## SELECTED TEXT
____
Further considerations also weigh against recovery on the facts of this case. The use of stock restrictions such as Article XI of Lantana's by-laws is widespread among closely-held corporations. If we were to hold that enforcement of such options gave rise to liability under § 10(b) and Rule 10b-5, it would have far-reaching consequences beyond the intendment of the federal securities laws. Whether or not such stock options are "fair" or wise as a policy matter is a question of state law which is beyond the power of this court to determine. See Santa Fe Ind. v. Green, 430 U.S. 462, 478-80, 97 S.Ct. 1292, 51 L.Ed.2d 480 (1977). We would be extremely hesitant to interfere in a matter of state corporate regulation in the absence of a clear Congressional mandate. Id. at 479, 97 S.Ct. 1292.

28

As they currently stand, § 10(b) and Rule 10b-5 are primarily designed to grant relief from acts which can be characterized as "manipulative" or "deceptive." Santa Fe Ind., supra, 430 U.S. at 473-77, 97 S.Ct. 1292; Ernst & Ernst v. Hochfelder 425 U.S. 185, 96 S.Ct. 1375, 47 L.Ed.2d 668 (1976). The actions of the defendants in the instant case do not come within those terms of art.
____
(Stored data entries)
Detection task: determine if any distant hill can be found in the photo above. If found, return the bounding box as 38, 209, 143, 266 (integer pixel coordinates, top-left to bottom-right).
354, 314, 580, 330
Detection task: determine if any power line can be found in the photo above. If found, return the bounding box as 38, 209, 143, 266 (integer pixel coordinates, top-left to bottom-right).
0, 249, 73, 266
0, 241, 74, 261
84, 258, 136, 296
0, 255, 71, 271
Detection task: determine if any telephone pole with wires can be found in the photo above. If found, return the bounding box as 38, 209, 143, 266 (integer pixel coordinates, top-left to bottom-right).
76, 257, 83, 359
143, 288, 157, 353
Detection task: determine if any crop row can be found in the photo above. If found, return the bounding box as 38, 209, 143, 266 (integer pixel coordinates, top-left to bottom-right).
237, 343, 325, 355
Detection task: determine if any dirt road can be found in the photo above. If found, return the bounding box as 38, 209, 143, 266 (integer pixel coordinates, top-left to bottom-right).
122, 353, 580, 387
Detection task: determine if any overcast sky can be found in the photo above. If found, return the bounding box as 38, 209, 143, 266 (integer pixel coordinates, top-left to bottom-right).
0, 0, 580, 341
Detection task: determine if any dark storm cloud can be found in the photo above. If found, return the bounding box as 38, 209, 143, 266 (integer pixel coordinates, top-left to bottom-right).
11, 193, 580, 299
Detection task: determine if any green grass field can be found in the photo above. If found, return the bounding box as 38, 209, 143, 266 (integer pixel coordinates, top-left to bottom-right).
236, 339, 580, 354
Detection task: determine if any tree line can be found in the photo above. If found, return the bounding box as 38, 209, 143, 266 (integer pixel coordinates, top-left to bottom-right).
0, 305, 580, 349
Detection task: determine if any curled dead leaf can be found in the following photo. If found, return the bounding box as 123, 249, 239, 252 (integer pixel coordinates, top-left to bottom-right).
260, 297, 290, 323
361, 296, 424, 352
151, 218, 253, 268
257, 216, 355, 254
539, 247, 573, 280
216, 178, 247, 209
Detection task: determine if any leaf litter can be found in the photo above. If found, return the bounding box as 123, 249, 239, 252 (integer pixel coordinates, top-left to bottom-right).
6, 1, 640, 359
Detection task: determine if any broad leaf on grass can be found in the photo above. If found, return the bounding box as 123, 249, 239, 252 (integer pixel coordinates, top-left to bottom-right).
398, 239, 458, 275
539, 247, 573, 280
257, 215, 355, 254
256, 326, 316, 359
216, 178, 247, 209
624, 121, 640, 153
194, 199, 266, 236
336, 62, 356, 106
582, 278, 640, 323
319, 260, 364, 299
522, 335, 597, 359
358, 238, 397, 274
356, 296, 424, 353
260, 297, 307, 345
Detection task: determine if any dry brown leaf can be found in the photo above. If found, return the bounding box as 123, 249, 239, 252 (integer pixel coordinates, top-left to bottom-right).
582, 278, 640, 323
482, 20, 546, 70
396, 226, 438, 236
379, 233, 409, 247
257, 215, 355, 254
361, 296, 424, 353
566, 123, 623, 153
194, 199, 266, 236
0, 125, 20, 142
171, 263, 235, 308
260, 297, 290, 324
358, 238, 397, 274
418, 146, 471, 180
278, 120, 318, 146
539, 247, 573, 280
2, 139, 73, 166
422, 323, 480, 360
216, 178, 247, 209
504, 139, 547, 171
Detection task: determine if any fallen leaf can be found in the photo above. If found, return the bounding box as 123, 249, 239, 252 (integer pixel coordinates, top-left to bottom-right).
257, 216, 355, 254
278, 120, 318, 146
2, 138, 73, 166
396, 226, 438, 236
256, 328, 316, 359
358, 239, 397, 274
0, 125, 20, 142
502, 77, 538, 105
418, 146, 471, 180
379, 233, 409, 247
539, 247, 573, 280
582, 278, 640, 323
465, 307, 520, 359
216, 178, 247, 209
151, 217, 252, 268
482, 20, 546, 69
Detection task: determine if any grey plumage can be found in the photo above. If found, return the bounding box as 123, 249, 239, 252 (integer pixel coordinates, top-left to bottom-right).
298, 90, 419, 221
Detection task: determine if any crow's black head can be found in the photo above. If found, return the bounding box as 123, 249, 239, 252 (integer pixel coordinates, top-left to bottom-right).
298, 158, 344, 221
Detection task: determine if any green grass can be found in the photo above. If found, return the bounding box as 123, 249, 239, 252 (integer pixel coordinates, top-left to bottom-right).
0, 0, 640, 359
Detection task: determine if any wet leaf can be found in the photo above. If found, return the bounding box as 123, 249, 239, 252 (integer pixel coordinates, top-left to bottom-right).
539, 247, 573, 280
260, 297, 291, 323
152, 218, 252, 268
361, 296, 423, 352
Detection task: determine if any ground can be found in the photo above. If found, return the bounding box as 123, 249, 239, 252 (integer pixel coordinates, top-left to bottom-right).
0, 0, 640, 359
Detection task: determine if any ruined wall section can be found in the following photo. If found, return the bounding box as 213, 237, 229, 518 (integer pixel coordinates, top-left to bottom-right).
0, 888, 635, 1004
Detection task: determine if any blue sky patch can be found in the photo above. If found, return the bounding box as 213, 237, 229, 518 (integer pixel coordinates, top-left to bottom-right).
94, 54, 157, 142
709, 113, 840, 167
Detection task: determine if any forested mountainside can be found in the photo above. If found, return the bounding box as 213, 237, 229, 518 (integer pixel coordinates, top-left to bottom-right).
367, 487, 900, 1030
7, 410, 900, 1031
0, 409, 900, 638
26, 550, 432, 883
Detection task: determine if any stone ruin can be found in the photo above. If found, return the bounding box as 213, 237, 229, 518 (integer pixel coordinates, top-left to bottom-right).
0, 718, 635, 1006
____
## EXERCISE TASK
Retype the court opinion from "As they currently" to "terms of art.".

## RESPONSE FOR THIS EXERCISE
As they currently stand, § 10(b) and Rule 10b-5 are primarily designed to grant relief from acts which can be characterized as "manipulative" or "deceptive." Santa Fe Ind., supra, 430 U.S. at 473-77, 97 S.Ct. 1292; Ernst & Ernst v. Hochfelder 425 U.S. 185, 96 S.Ct. 1375, 47 L.Ed.2d 668 (1976). The actions of the defendants in the instant case do not come within those terms of art.